### Aim of the task
Copy all of the data that follows without altering a word.
══════
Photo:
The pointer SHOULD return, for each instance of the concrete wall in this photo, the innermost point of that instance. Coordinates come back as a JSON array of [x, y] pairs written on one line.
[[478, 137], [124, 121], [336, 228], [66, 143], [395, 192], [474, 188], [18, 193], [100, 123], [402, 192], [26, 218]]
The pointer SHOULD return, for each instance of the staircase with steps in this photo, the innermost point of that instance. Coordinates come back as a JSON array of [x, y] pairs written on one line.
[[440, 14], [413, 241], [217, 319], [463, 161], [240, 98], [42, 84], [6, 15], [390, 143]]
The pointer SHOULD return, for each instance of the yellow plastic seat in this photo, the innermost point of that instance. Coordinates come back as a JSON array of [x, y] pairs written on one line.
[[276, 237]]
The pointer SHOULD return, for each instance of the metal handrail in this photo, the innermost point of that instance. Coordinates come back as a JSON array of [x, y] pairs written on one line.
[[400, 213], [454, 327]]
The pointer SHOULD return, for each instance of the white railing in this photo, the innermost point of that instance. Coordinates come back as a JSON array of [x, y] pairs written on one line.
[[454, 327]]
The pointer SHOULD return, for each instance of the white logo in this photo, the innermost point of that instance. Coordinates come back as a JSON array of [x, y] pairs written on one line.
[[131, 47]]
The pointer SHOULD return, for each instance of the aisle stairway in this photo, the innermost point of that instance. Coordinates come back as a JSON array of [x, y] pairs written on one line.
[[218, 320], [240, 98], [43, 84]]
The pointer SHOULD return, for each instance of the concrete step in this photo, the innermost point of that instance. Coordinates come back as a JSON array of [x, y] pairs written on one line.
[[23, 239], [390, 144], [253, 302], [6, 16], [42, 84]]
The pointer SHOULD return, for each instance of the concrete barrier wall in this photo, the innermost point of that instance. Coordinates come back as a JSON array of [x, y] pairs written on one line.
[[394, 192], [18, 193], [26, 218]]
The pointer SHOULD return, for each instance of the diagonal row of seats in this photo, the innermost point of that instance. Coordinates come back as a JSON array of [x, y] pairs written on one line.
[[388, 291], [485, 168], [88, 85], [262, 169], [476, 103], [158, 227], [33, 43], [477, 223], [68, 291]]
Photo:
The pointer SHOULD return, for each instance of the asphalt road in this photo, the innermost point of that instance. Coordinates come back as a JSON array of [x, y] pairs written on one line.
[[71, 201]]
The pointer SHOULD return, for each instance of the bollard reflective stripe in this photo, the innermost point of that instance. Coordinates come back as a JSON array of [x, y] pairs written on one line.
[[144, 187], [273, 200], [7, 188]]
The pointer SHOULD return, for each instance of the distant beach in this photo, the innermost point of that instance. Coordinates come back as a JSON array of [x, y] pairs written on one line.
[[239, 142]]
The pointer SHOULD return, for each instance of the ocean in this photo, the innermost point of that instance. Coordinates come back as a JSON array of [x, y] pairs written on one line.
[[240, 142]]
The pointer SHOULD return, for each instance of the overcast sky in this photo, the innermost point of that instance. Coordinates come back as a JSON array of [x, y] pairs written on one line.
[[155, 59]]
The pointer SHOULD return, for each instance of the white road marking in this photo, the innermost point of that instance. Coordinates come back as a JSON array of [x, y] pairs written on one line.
══════
### Response to this exercise
Photo:
The pointer SHOULD return, for each instance of the concrete wall in this photo, the innermost point of that instance. Coordinates come back as a JSON array of [x, y] pairs written on one line.
[[478, 137], [124, 121], [336, 228], [66, 143], [395, 192], [474, 188], [18, 193], [100, 123], [402, 192], [26, 218]]
The pointer SHOULD return, for each instance of the staircase with steps in this photo, the innermost point of that instance. Coordinates come back as a JSON array of [x, y] pairs written on one line.
[[440, 14], [413, 241], [217, 319], [463, 161], [240, 98], [42, 84], [6, 15], [390, 143]]
The pointer SHOULD return, for each instance of the yellow plastic seat in this photo, the innermost point of that instance. Coordinates come back as a JSON array of [x, y] pairs written on one line.
[[276, 237]]
The pointer SHOULD return, for each instance of the metal handrail in this photo, the innermost point of that instance. Coordinates come back as a JSON array of [x, y] pairs written on one line.
[[400, 213], [454, 327]]
The pointer SHOULD return, for each instance of the white railing in this photo, the innermost point of that instance. Coordinates come back as a JSON array of [x, y] pairs written on one line.
[[454, 327]]
The pointer SHOULD return, for each instance of the white logo in this photo, the innermost point of that instance. Coordinates come back as a JSON array of [x, y] pairs written on one line.
[[131, 47]]
The pointer SHOULD return, for each instance of the aisle stairway in this photo, the innermost point of that instance. Coordinates come back as a JSON array of [x, y] pairs written on one line.
[[218, 320], [240, 98], [43, 84]]
The pointer SHOULD return, for each instance of the concrete step in this photo, the innermost point of that instance. Coordinates come back as a JSON array of [x, y] pairs written on one line.
[[23, 239], [390, 144], [253, 302], [6, 16], [42, 84]]
The pointer SHOULD return, for each instance of the concrete barrier wall in this photo, the innermost point of that instance. Coordinates come back as a JSON array of [x, y] pairs written on one line.
[[394, 192], [18, 193], [26, 218]]
The pointer SHOULD return, for each instance of the diagonal row of seats in this photo, the innermost point of that instance. Coordinates come back as a JSON array of [x, y] pairs written on one line.
[[388, 291], [485, 168], [88, 85], [262, 169], [476, 103], [158, 227], [33, 43], [477, 223], [68, 291]]
Photo:
The pointer SHOULD return, for each instance of the asphalt road in this photo, the innermost point of that instance. Coordinates come back as a JSON array of [x, y] pairs written on one line.
[[71, 201]]
The pointer SHOULD return, for each instance of the bollard reflective stripe in this photo, the innermost point of that instance. Coordinates come back as a JSON array of [x, y] pairs written on one line.
[[144, 187], [273, 200], [7, 188]]
The pointer SHOULD return, for each instance of the distant beach in this photo, the innermost point of that instance. Coordinates come back as a JSON array of [x, y] pairs written on one line.
[[239, 142]]
The pointer SHOULD return, for each instance of the ocean in this photo, the innermost point of that instance. Coordinates come back as a JSON array of [x, y] pairs written on one line.
[[240, 142]]
The pointer SHOULD return, for each instance of the overcast sky in this photo, the innermost point of that instance. Coordinates come back as a JSON array of [x, y] pairs written on one line.
[[155, 59]]
The pointer SHOULD return, for each instance of the white road marking in this photo, the innermost point of that instance. Coordinates come back as a JSON array of [x, y] pairs written on one line.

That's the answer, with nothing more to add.